Page excerpt =>
Start of Block

Goldie's Brae | |
Location: | 4 Goldies Brae, Wadestown, Wellington, New Zealand |
Completion Date: | 1876 |
Architect: | Dr Alexander Johnston[1] |
Goldie's Brae (now 4 Goldies Brae and sometimes referred to as "the banana house" or "crescent house") is a historic building in Wadestown, Wellington, New Zealand classified as a "Category I" ("places of special or outstanding historical or cultural heritage significance or value") historic place by the New Zealand Historic Places Trust. It is considered remarkable for its relatively new construction material, concrete, and its eccentricity of design. It was designed by its original owner Dr Alexander Johnston, the Provincial Surgeon of Wellington.[1]
Alexander Johnston M.D. (c.1825—1895) was coroner and (Wellington) Provincial Surgeon in charge of the Provincial Hospital in Thorndon for twenty-five years until 1879.

End of Block

Exercise requirements =>
1/ Reproduce the Goldie's Brae passage word for word, starting at "Goldie's Brae |" and ending at "years until 1879.".
2/ Carry the Goldie's Brae passage forward from its last sentence.
The data after this point is separate from the Goldie's Brae passage.

Raw data =>
Start of Block

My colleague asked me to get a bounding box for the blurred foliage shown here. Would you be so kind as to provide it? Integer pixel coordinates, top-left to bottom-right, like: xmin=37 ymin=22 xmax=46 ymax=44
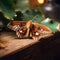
xmin=41 ymin=18 xmax=59 ymax=33
xmin=22 ymin=9 xmax=44 ymax=23
xmin=0 ymin=0 xmax=16 ymax=20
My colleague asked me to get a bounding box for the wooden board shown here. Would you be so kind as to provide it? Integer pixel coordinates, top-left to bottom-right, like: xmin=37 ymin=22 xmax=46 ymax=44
xmin=0 ymin=32 xmax=39 ymax=57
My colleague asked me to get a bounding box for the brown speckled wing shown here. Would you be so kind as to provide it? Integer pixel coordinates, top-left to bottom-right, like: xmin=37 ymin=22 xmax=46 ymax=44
xmin=30 ymin=23 xmax=53 ymax=40
xmin=7 ymin=20 xmax=53 ymax=40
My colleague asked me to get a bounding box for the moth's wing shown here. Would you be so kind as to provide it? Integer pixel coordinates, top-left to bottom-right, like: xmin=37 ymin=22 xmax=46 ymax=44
xmin=7 ymin=21 xmax=26 ymax=31
xmin=31 ymin=23 xmax=52 ymax=40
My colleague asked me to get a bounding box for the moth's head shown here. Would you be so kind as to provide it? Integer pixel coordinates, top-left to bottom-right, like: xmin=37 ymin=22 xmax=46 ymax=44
xmin=30 ymin=23 xmax=52 ymax=40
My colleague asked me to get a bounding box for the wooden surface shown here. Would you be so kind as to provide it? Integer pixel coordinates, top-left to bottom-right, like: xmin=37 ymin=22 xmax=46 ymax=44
xmin=0 ymin=32 xmax=39 ymax=57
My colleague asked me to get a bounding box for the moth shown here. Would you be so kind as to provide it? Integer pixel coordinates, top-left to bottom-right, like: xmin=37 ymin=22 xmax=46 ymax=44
xmin=7 ymin=20 xmax=53 ymax=40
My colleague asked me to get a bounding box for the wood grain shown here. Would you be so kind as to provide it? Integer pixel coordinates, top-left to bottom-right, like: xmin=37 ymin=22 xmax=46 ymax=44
xmin=0 ymin=32 xmax=39 ymax=57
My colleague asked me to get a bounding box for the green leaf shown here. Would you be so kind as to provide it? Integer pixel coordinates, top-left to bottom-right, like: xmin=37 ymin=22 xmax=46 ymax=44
xmin=0 ymin=0 xmax=16 ymax=20
xmin=41 ymin=18 xmax=59 ymax=33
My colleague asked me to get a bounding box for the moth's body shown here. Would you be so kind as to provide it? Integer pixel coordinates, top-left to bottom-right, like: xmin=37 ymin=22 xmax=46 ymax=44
xmin=8 ymin=20 xmax=52 ymax=40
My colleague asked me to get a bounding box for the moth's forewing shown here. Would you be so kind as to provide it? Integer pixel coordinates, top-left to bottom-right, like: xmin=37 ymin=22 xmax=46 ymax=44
xmin=30 ymin=23 xmax=52 ymax=40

End of Block

Answers for this exercise =>
1/
Goldie's Brae | |
Location: | 4 Goldies Brae, Wadestown, Wellington, New Zealand |
Completion Date: | 1876 |
Architect: | Dr Alexander Johnston[1] |
Goldie's Brae (now 4 Goldies Brae and sometimes referred to as "the banana house" or "crescent house") is a historic building in Wadestown, Wellington, New Zealand classified as a "Category I" ("places of special or outstanding historical or cultural heritage significance or value") historic place by the New Zealand Historic Places Trust. It is considered remarkable for its relatively new construction material, concrete, and its eccentricity of design. It was designed by its original owner Dr Alexander Johnston, the Provincial Surgeon of Wellington.[1]
Alexander Johnston M.D. (c.1825—1895) was coroner and (Wellington) Provincial Surgeon in charge of the Provincial Hospital in Thorndon for twenty-five years until 1879.

2/
He retired in 1889 and returned to England[2] settling in London where he died in September 1895 aged 70.[3] [4]
Wellington's first Colonial Hospital was built on land donated by Māori for that purpose (now the site of Thorndon's Wellington Girls' College) and was opened in September 1847. The medical officer in charge was Colonial Surgeon Dr John Patrick Fitzgerald. The surgery and other offices were on the ground floor. A ward for eight to ten patients was on the first floor of the brick and plaster building.
Following a bad earthquake in 1848 a new single storey wooden building was built in 1852 which provided for 40 patients.[5] It became Provincial Hospital on the establishment of Wellington Province in January 1853.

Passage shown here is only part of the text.